== Work order A ==
Retype the adoption blog post from "Anyway. On an" up to and including "in working hard.".
== Work order B ==
In the adoption blog post, what is the writer working to get ready for sale by next week?

== Source passage ==
═══
Major Adoption-Related Events

  • 09-04-29 Part One Sponsorship Application Completed and Sent
  • 08-11-04 Dossier in Ethiopia -- the wait begins
  • 08-10-24 Dossier on its way to Ethiopia
  • 08-10-23 Dossier back to Imagine
  • 08-10-17 Dossier to Ottawa
  • 08-10-07 Dossier (finally complete) at Imagine
  • 08-09-10 Dossier (most) Sent to Imagine
  • 08-09-04 Provincial Approval Received
  • 08-07-08 Completed Dossier Sent to Province for Approval
  • 08-06-26 HAR Signed and sent back to ABC
  • 08-05-16 HAR Started
  • 08-04-22 Int'l Adoption Self-Study Course Completed
  • 08-04-07 Application sent to ABC
  • 08-02-19 Initial Application faxed to Imagine
  • 08-02-16 References Requested from Friends

Wednesday, April 29, 2009

Finally Getting my Crap Together

So I have finally FINALLY got my shtuff together and have sent off the part one of my sponsorship application. "Why," you might ask, "has it taken you nearly six months to do it?" Well, there are a couple of reasons. First of all, I'm a bit of a shmuck when it comes to completing paperwork, which is why it took so long in the first place to get my dossier sent off. Secondly, I'm a little hopeless that my referral will in fact come anytime in the next several months. I'm thinking to myself that with the growing wait times, it'll be a holy miracle if I get it before Christmas this year. That'd put me at 13.5 months, which seems a little hopeful given the trends we've seen in the last several months. I am 32ish though on the Yahoo! group list of Waiting for Referrals under 18 months. So that's something. Of course, I know it is only a fraction of the waiters being represented there, and it seems every once in a while, a new one pops up ahead of me in line. Such is life. I'm trying not to be Debbie Downer and focus solely on this, and adopt the mantra, "It'll happen when it happens," but I'm discouraged of course. How can anyone not be when the timeline given at the start are so SO SOOOOO far from where they are now. Seriously.
Anyway. On an aside, I'm working my tail off to get my trailer ready for sale by next week. So I'm busy doing all the things that would have made my house exactly as I'd've love, and wondering why people seem to wait until they are on their way out before doing those sorts of things. Oh well. It's getting done, and there is a solid sense of satisfaction in working hard.
═══
== Information provided ==
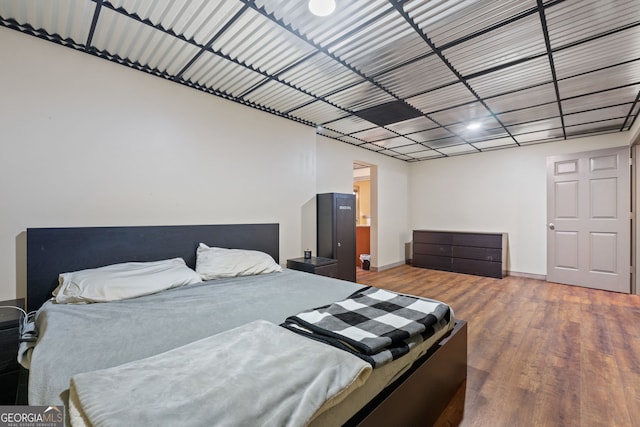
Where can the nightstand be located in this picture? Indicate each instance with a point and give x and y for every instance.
(315, 265)
(9, 336)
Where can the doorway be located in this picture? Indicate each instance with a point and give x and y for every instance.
═══
== Response box A ==
Anyway. On an aside, I'm working my tail off to get my trailer ready for sale by next week. So I'm busy doing all the things that would have made my house exactly as I'd've love, and wondering why people seem to wait until they are on their way out before doing those sorts of things. Oh well. It's getting done, and there is a solid sense of satisfaction in working hard.

== Response box B ==
A trailer.